• Цитируемый фрагмент:

┏━━

Столкнувшись с неким неординарным явлением, человек обычно обращается к авторитетным источникам и/или к личному опыту, к личным воспоминаниям. Авторитетные источники (т. е. классическая педагогика) учат безальтернативно требовать извинений за провинность и порицают родителей, которые этого не делают. «Извинись! Попроси прощения!» — один из самых частых императивов, без которого невозможно представить себе нормальное воспитание.

┗━━

• Задание 1: Чему, согласно цитируемому фрагменту, учит классическая педагогика в случае провинности?
• Задание 2: Напечатайте без изменений часть цитируемого фрагмента от слов "Столкнувшись с неким" до слов "себе нормальное воспитание." включительно.

• Исходные данные:

┏━━

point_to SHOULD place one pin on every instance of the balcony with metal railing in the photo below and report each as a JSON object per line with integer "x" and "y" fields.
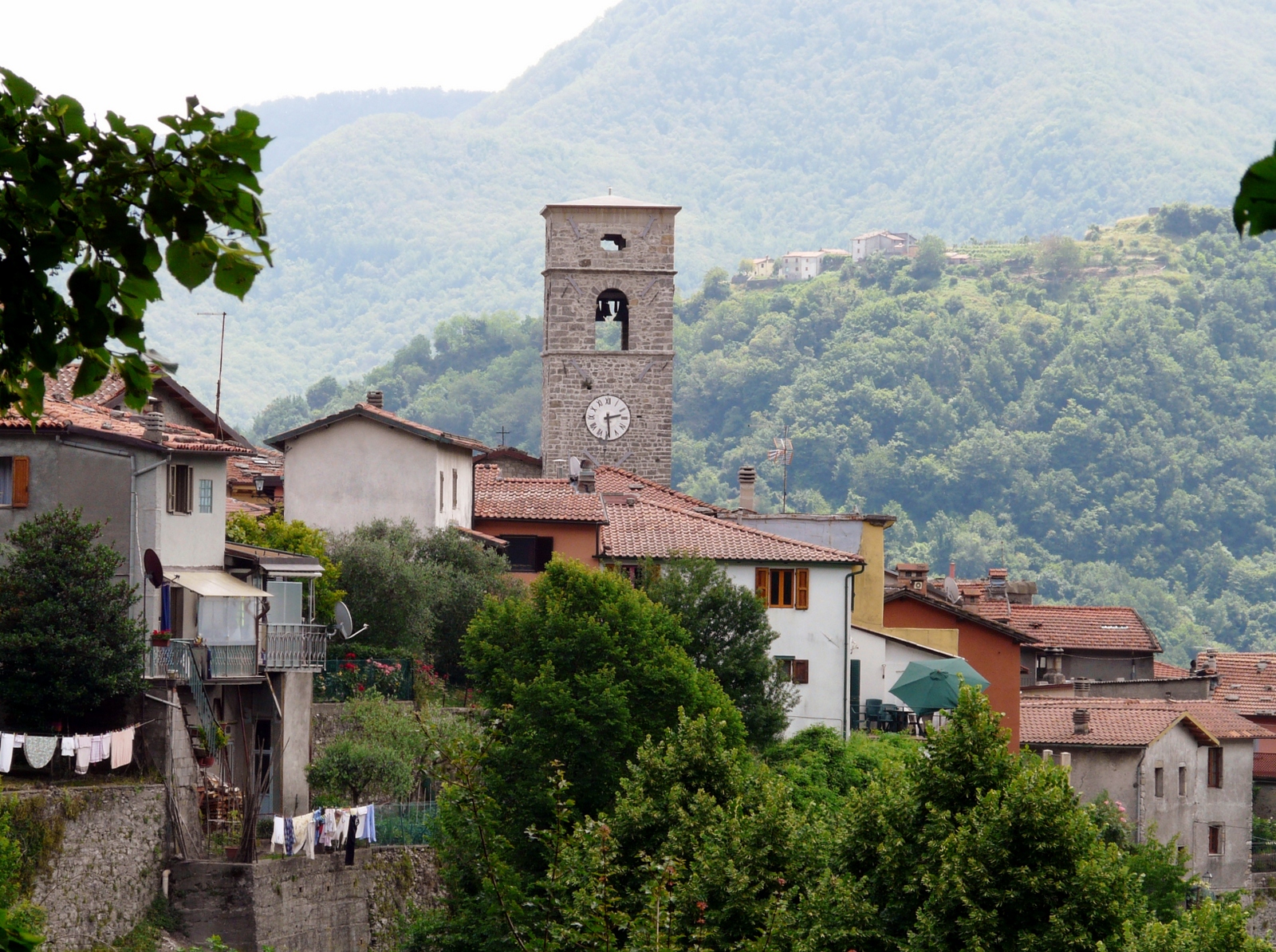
{"x": 295, "y": 647}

┗━━

• Результат задания 1: Безальтернативно требовать извинений за провинность.

• Результат задания 2:
Столкнувшись с неким неординарным явлением, человек обычно обращается к авторитетным источникам и/или к личному опыту, к личным воспоминаниям. Авторитетные источники (т. е. классическая педагогика) учат безальтернативно требовать извинений за провинность и порицают родителей, которые этого не делают. «Извинись! Попроси прощения!» — один из самых частых императивов, без которого невозможно представить себе нормальное воспитание.